| INFORMATION GIVEN |

((

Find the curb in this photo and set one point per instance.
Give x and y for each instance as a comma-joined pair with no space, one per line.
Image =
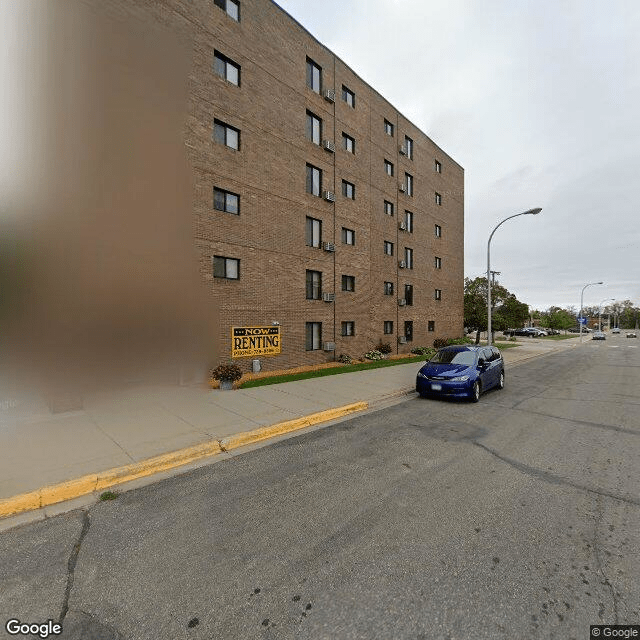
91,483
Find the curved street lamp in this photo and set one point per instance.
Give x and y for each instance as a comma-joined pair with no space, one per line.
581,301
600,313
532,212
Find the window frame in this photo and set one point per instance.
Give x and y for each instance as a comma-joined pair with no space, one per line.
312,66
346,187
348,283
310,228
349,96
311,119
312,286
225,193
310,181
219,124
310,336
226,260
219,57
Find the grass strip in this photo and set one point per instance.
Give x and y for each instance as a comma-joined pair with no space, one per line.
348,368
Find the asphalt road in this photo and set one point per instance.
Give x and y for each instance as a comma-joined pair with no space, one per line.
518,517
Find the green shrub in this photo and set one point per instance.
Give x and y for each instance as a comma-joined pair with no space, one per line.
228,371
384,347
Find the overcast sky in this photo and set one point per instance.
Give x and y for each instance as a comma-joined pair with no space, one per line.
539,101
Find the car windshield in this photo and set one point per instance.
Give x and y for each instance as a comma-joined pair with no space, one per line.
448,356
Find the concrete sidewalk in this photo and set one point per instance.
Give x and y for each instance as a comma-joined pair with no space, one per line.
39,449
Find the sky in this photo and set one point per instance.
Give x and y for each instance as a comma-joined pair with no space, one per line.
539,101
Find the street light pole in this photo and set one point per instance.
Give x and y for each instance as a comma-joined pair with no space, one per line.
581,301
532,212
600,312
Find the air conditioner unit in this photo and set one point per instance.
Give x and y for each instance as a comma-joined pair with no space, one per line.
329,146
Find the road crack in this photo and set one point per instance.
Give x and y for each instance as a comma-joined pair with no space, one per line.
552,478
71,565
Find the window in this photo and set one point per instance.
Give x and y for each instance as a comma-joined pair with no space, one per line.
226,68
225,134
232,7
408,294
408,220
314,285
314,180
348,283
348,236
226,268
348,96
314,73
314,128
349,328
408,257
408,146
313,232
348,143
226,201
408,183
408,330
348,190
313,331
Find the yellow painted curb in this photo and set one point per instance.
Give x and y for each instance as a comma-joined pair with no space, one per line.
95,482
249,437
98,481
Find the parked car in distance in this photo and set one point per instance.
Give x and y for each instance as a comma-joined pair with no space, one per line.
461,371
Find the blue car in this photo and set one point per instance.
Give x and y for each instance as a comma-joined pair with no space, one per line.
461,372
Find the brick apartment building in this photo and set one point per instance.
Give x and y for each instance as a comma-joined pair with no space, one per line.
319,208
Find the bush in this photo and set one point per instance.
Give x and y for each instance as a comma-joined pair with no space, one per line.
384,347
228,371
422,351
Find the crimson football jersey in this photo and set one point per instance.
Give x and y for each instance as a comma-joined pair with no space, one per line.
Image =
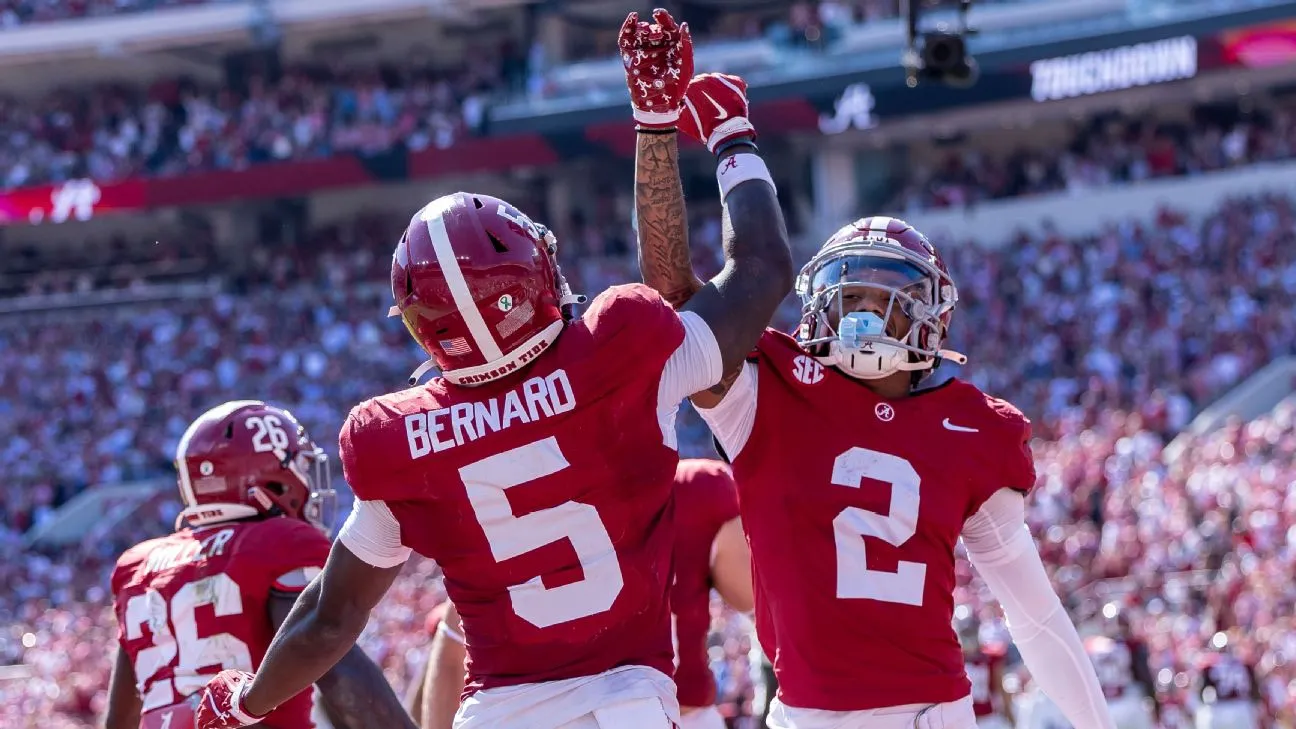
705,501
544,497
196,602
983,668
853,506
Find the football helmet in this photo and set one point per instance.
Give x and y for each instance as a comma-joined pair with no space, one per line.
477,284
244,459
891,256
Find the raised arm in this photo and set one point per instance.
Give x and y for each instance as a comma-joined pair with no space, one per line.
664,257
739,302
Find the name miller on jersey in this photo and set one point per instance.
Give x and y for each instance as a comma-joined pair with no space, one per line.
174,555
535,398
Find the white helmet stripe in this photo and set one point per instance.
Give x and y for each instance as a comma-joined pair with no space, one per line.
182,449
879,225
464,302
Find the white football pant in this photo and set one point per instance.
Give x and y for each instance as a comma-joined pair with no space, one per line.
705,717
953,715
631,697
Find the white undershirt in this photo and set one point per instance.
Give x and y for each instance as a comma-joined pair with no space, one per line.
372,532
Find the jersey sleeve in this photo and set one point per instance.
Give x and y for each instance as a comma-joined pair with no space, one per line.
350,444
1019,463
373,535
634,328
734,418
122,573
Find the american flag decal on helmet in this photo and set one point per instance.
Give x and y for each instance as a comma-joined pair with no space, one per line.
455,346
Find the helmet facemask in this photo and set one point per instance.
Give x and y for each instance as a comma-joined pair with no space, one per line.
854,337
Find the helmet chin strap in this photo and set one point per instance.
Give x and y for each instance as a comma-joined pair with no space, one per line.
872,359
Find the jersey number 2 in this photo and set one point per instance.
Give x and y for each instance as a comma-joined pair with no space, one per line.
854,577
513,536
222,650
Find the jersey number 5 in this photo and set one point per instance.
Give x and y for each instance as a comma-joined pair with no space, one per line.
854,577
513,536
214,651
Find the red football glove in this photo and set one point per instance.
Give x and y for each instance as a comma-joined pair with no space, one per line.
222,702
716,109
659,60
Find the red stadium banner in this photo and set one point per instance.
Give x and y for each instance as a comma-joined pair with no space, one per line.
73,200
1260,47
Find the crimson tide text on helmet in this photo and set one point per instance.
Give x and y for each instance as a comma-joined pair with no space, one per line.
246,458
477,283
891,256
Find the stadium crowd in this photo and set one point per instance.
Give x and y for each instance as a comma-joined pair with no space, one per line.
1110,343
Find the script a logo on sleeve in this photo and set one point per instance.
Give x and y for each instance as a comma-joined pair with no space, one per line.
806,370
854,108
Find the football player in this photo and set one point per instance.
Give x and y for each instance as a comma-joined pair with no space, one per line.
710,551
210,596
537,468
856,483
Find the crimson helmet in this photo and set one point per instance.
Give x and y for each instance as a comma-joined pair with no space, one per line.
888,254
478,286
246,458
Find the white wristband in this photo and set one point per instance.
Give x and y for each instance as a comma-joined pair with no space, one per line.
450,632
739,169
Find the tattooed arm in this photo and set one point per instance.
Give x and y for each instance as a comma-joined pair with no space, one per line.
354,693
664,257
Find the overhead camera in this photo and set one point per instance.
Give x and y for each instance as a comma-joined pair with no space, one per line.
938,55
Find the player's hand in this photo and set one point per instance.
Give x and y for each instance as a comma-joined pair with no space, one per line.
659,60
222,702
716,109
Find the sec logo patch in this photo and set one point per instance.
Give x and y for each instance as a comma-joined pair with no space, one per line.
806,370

))

| GIVEN EXERCISE |
Retype the lines word for word, starting at the line containing "Find the stadium" and ending at the last line above.

| RESULT |
Find the stadium crowd in this photo and set one point per instance.
Give x and y for each instance as a comma-joined pair with no space, one per line.
1110,343
Find the script a logo on sleeve in this photo and set one point per instance.
Give x and y for each instance as a comma-joined pair with no space, one per line.
806,370
854,108
Find the football player in this photo and set one point per instance.
Give x and y for each instance as a comma-joined pair with no space, one per line.
710,551
210,596
537,468
856,483
Find the crimson helmet in this photo and set one point per instance.
Give x and y for each instance as a comma-joined pair with no space, one per line.
888,254
478,286
246,458
Find the white wristband in this photo and set one point per instance.
Give x and y for each instance as a comma-joined pair with no space, one per line.
450,632
739,169
Find the tattooed arm in this photo and set one point per instance.
Give x and y for each instance as a comma-joined pair with no space, one per line.
354,693
664,257
Find the overhead camera in this photo and set one point per instance.
Give x and y for each instance as a comma-joined pair with no space, one per line.
938,55
Find the player's hand in this photo and set one point per instance.
Give x and y for each instance as a comma-joined pair with no space, one per line.
659,60
222,702
716,109
Find the sec logo patch in this photo and set one point per instance.
Give x and y for each instance as a comma-joined pair with no space, one per line.
806,370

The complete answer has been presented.